##### Document section

He also refers to his sister and mystifies her as his maid Bridget and he apprehends that she will disturb his dream children. The essay ends in a note of melancholy when the dream shifts to reality. The Children of Alice call Bartrum, father. Lamb seems to have been constantly regretful of leading a lonely life.
Though Coleridge and Lamb were school fellows, Coleridge was speedily selected by Dr. James Boyer, the grammar master, as a boy to be trained for university education. He remained the head boy of the school and was later sent to Cambridge with extraordinary reputation. Boyer did not overlook Lamb but he perceived the genius of Coleridge, especially his versatility reflected in his exposure to classics and his English compositions. It remained a mystery to generations of the bluecoat boys of Christ Hospital how Lamb had not been sent to Cambridge.
Lamb used to visit Oxford in the vacation. For him the university is the most favourable place of visit. He wanted to roam on the campus, the quadrangle and to visit the library and to smell the moth scented books.

##########
##### Source information

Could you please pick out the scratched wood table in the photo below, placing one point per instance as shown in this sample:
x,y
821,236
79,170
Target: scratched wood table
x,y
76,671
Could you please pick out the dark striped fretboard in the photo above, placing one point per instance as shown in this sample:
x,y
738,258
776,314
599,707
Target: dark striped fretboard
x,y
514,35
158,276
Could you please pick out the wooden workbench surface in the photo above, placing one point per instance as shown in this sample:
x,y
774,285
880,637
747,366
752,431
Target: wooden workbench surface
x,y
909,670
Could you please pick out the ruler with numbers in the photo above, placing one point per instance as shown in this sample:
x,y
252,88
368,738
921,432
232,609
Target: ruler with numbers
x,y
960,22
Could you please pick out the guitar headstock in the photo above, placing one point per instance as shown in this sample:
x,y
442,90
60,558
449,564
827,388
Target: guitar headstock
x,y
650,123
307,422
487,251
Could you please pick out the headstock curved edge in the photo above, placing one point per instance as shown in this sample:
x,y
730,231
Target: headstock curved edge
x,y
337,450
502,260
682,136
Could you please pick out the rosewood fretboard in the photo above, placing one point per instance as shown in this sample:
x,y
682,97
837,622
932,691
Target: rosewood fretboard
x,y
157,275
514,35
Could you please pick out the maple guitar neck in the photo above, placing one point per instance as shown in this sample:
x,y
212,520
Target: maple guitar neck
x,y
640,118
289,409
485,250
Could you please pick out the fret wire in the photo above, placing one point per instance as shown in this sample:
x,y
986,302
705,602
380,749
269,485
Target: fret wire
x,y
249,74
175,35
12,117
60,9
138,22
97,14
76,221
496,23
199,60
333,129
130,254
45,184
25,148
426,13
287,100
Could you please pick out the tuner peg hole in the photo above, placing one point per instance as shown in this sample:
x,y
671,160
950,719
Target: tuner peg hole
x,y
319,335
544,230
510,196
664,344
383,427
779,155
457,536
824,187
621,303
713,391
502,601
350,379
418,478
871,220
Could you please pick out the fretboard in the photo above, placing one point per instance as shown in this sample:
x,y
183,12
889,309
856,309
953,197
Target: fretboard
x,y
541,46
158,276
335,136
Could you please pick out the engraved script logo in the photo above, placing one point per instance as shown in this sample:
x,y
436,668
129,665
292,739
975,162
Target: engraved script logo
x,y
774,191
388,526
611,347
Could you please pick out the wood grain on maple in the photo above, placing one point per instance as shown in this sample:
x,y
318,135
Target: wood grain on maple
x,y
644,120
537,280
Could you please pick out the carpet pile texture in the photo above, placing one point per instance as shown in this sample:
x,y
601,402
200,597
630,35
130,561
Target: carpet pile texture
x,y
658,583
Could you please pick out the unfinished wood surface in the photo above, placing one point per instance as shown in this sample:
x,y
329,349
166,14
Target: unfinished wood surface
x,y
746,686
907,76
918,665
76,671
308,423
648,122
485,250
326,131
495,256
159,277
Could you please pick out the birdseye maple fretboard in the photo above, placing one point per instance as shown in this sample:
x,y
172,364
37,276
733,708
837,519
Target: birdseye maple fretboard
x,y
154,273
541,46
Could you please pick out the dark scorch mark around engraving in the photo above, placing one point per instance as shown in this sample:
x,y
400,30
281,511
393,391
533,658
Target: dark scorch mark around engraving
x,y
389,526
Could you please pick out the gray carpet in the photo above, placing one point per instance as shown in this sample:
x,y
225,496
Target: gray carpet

##########

Work item A.
In the passage about Lamb, who selected Coleridge to be trained for a university education?
Work item B.
Repeat the passage about Lamb word for word, from "He also refers" up to and including "a lonely life.".

Expected answer A.
Dr. James Boyer, the grammar master

Expected answer B.
He also refers to his sister and mystifies her as his maid Bridget and he apprehends that she will disturb his dream children. The essay ends in a note of melancholy when the dream shifts to reality. The Children of Alice call Bartrum, father. Lamb seems to have been constantly regretful of leading a lonely life.